TASK ITEM:
All entries below must be given again exactly as they stand.
-- DATA EXCERPTS follows --
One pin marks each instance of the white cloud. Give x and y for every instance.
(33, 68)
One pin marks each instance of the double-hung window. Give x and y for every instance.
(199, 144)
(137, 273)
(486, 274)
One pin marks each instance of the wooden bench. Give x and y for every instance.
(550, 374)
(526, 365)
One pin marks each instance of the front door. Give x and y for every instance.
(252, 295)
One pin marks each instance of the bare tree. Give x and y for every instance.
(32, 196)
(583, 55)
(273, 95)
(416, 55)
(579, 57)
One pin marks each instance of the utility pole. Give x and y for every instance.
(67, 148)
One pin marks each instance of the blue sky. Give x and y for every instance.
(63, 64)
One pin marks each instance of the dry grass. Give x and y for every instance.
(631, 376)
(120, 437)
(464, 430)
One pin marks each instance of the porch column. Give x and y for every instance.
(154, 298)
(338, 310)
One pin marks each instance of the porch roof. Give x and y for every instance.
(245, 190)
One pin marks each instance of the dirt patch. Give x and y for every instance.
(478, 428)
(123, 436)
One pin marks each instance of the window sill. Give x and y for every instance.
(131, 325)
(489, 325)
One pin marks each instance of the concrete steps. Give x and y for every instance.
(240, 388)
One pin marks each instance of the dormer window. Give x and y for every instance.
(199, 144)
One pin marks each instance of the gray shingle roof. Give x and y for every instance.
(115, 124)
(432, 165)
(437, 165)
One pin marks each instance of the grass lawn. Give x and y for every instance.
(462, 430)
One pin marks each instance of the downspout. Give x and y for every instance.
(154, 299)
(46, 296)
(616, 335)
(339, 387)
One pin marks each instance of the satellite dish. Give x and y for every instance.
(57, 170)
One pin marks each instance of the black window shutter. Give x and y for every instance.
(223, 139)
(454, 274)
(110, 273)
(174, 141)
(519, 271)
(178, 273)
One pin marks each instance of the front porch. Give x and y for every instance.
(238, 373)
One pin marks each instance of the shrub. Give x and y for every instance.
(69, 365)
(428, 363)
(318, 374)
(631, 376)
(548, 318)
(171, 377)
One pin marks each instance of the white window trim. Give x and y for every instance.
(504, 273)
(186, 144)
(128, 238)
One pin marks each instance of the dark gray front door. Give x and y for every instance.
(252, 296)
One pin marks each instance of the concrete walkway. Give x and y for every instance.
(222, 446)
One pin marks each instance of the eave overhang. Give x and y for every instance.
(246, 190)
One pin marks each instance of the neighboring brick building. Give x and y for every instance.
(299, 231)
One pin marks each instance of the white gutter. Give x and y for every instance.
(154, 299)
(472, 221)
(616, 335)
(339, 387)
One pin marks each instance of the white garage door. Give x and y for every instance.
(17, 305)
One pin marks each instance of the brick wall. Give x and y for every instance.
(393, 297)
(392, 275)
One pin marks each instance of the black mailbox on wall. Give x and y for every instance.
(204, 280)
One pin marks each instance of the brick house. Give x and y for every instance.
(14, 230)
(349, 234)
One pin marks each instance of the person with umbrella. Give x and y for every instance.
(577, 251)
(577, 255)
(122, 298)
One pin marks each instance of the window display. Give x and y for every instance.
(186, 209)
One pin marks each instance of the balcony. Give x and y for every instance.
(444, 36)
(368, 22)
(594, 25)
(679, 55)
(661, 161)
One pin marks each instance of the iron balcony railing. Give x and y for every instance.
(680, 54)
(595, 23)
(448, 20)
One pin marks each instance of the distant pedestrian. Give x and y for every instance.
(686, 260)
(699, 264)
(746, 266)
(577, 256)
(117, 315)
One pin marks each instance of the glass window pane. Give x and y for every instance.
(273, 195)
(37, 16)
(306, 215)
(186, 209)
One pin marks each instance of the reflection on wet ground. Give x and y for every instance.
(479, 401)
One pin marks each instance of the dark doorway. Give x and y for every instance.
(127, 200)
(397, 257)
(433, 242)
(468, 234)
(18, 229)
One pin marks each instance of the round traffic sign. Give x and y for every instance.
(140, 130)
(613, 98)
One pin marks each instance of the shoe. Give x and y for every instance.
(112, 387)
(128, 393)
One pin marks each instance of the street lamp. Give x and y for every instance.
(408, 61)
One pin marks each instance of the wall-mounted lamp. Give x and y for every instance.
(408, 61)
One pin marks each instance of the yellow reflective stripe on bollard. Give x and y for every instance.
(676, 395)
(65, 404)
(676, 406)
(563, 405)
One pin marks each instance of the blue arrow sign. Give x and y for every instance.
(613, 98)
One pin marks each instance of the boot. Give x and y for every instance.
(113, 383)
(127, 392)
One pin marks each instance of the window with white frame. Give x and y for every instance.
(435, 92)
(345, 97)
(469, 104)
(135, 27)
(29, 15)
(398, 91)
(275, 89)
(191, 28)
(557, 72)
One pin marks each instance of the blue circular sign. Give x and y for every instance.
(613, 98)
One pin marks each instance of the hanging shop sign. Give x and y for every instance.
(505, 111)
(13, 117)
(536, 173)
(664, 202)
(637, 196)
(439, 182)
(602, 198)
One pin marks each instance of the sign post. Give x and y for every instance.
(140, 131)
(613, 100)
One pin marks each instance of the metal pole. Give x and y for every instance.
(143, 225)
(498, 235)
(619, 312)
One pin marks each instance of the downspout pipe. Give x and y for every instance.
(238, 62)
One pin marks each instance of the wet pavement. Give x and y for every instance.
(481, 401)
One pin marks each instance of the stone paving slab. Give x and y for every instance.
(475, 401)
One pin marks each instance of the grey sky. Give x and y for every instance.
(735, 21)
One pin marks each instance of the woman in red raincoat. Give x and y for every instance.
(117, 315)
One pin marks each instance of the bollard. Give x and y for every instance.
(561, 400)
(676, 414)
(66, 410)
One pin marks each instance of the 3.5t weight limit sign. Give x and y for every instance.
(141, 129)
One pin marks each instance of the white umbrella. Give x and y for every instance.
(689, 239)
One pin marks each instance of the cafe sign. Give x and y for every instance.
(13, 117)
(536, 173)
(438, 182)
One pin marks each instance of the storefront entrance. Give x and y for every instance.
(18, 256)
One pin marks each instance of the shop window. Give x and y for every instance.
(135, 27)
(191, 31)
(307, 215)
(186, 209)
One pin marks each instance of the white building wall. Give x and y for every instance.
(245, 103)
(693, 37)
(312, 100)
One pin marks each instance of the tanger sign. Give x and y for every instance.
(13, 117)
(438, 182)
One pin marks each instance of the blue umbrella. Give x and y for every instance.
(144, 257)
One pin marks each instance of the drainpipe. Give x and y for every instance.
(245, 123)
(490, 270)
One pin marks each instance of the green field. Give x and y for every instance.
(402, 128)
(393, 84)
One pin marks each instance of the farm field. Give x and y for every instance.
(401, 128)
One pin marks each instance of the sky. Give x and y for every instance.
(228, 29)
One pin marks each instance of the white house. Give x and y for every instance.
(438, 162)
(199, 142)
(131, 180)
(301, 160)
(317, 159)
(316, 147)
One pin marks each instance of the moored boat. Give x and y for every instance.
-- DATA EXCERPTS concluded --
OUTPUT OF THE EXERCISE:
One pin marks each instance of the white cloud. Give x and y for every instance.
(33, 68)
One pin marks each instance of the double-hung window. Give x and y for every instance.
(199, 144)
(137, 273)
(486, 274)
One pin marks each instance of the wooden bench. Give x and y for every instance.
(550, 374)
(526, 365)
One pin marks each instance of the front door. Give x and y for every instance.
(252, 295)
One pin marks each instance of the bare tree. Give x and y for every instance.
(32, 196)
(583, 55)
(273, 95)
(416, 55)
(579, 57)
One pin marks each instance of the utility pole. Give x and y for every instance.
(67, 148)
One pin marks each instance of the blue sky. Give x and y for every instance.
(63, 64)
One pin marks each instance of the dry grass. Give x and y for every instance.
(631, 376)
(120, 437)
(464, 430)
One pin marks each instance of the porch column. Give x and y for every instance.
(154, 298)
(338, 310)
One pin marks each instance of the porch roof. Give x and y for every instance.
(245, 190)
One pin marks each instance of the dirt patch. Give x and y for every instance.
(478, 428)
(123, 436)
One pin marks each instance of the window sill. Give x and y for every instance.
(131, 325)
(489, 325)
One pin marks each instance of the concrete steps. Give x and y for every instance.
(240, 388)
One pin marks each instance of the dormer window. Give x and y for every instance.
(199, 144)
One pin marks each instance of the gray shingle roof. Give x and y for every instance.
(115, 124)
(432, 165)
(437, 165)
One pin marks each instance of the grass lawn. Give x and y for every instance.
(462, 430)
One pin marks each instance of the downspout. Give x and y for every instance.
(154, 299)
(46, 296)
(616, 335)
(339, 387)
One pin marks each instance of the satellite dish. Give x and y for every instance.
(57, 170)
One pin marks each instance of the black window shutter. Give x and y for every instance.
(223, 139)
(454, 274)
(110, 273)
(174, 141)
(519, 271)
(178, 273)
One pin marks each instance of the front porch. Give x and y for every instance.
(238, 373)
One pin marks each instance of the shrub. Give x and y for every instance.
(69, 365)
(428, 363)
(318, 374)
(631, 376)
(548, 318)
(171, 377)
One pin marks each instance of the white window trim. Give x and y for every instance.
(504, 273)
(186, 144)
(128, 238)
One pin marks each instance of the dark gray front door. Give x and y for every instance.
(252, 296)
One pin marks each instance of the concrete walkway. Give x and y for every instance.
(222, 446)
One pin marks each instance of the eave overhang. Give x and y for every instance.
(246, 190)
One pin marks each instance of the neighboring brick building. Give x and y for every instance.
(299, 231)
One pin marks each instance of the white gutter. Give x and y for every instance.
(154, 299)
(472, 221)
(616, 335)
(339, 387)
One pin marks each instance of the white garage door. Give x and y for every instance.
(17, 305)
One pin marks each instance of the brick wall. Give x and y for every instance.
(393, 297)
(392, 275)
One pin marks each instance of the black mailbox on wall. Give x and y for every instance.
(204, 280)
One pin marks each instance of the brick house. Give x and y for every instance.
(14, 230)
(349, 234)
One pin marks each instance of the person with umbrella. Give x and y for every instance.
(577, 251)
(577, 255)
(122, 298)
One pin marks each instance of the window display. Give x and y for every instance.
(186, 209)
One pin marks each instance of the balcony. Give x and y for every instance.
(444, 36)
(368, 22)
(594, 25)
(679, 55)
(661, 161)
One pin marks each instance of the iron balcony railing. Give x and y for every instance.
(680, 54)
(595, 23)
(448, 20)
One pin marks each instance of the distant pedestrian. Give x and y for every instance.
(686, 260)
(699, 264)
(746, 266)
(577, 256)
(117, 315)
One pin marks each instance of the glass window pane. Give x and y for every instance.
(273, 195)
(37, 16)
(306, 215)
(186, 209)
One pin marks each instance of the reflection on wet ground. Give x and y for every instance.
(479, 401)
One pin marks each instance of the dark doorway. Give x and y for every instance.
(127, 200)
(397, 257)
(433, 242)
(468, 234)
(18, 229)
One pin marks each instance of the round traffic sign. Give x and y for every instance.
(140, 130)
(613, 98)
One pin marks each instance of the shoe. Give x and y for every instance.
(112, 387)
(128, 393)
One pin marks each instance of the street lamp. Give x and y for every instance.
(408, 61)
One pin marks each instance of the wall-mounted lamp. Give x and y for every instance.
(408, 61)
One pin marks each instance of the yellow reflective stripe on bollard. Give x and y for every instance.
(676, 395)
(65, 404)
(676, 406)
(563, 405)
One pin marks each instance of the blue arrow sign. Give x and y for every instance.
(613, 98)
One pin marks each instance of the boot. Give x and y for every instance.
(113, 383)
(127, 392)
One pin marks each instance of the window with white frame. Give x and y for every instance.
(435, 92)
(345, 97)
(469, 104)
(135, 27)
(29, 15)
(398, 91)
(275, 89)
(191, 28)
(557, 72)
One pin marks each instance of the blue circular sign. Give x and y for every instance.
(613, 98)
One pin marks each instance of the hanging shop sign. Give x and y for every instance.
(505, 111)
(13, 117)
(536, 173)
(664, 202)
(637, 196)
(439, 182)
(602, 198)
One pin marks each instance of the sign post. Give x and y for every instance.
(140, 131)
(613, 100)
One pin marks each instance of the metal pole. Give x and y for every instance.
(143, 225)
(498, 235)
(619, 312)
One pin marks each instance of the downspout pipe. Give x and y for every instance.
(238, 62)
One pin marks each instance of the wet pavement. Give x and y for every instance.
(481, 401)
One pin marks each instance of the stone paving slab. Give x and y for every instance.
(475, 401)
One pin marks each instance of the grey sky. Give x and y for every instance.
(735, 21)
One pin marks each instance of the woman in red raincoat. Give x and y for every instance.
(117, 315)
One pin marks each instance of the bollard. Give x and y for every instance.
(561, 400)
(676, 414)
(66, 410)
One pin marks each instance of the 3.5t weight limit sign. Give x and y for every instance.
(141, 129)
One pin marks each instance of the white umbrella. Give x and y for every instance.
(689, 239)
One pin marks each instance of the cafe sign. Give x and y for every instance.
(13, 117)
(536, 173)
(438, 182)
One pin marks each instance of the storefront entrance. Give x and y for every instance.
(18, 256)
One pin marks each instance of the shop window. Give x and y for every instance.
(135, 27)
(191, 31)
(307, 215)
(186, 209)
One pin marks each instance of the white building wall. Give x and y for every instance.
(245, 103)
(693, 37)
(312, 100)
One pin marks each instance of the tanger sign. Give x and y for every instance.
(13, 117)
(438, 182)
One pin marks each instance of the blue umbrella. Give x and y for every instance.
(144, 257)
One pin marks each instance of the drainpipe. Give x and y for every instance.
(245, 123)
(490, 270)
One pin marks each instance of the green field. Give x and y for every instance.
(402, 128)
(393, 84)
One pin marks each instance of the farm field. Give x and y for every instance.
(401, 128)
One pin marks each instance of the sky. Give x and y for every instance.
(228, 29)
One pin marks each instance of the white house. Give x and y for every instance.
(438, 162)
(199, 142)
(131, 180)
(301, 160)
(317, 159)
(316, 147)
One pin marks each instance of the moored boat. Give x and y for every instance.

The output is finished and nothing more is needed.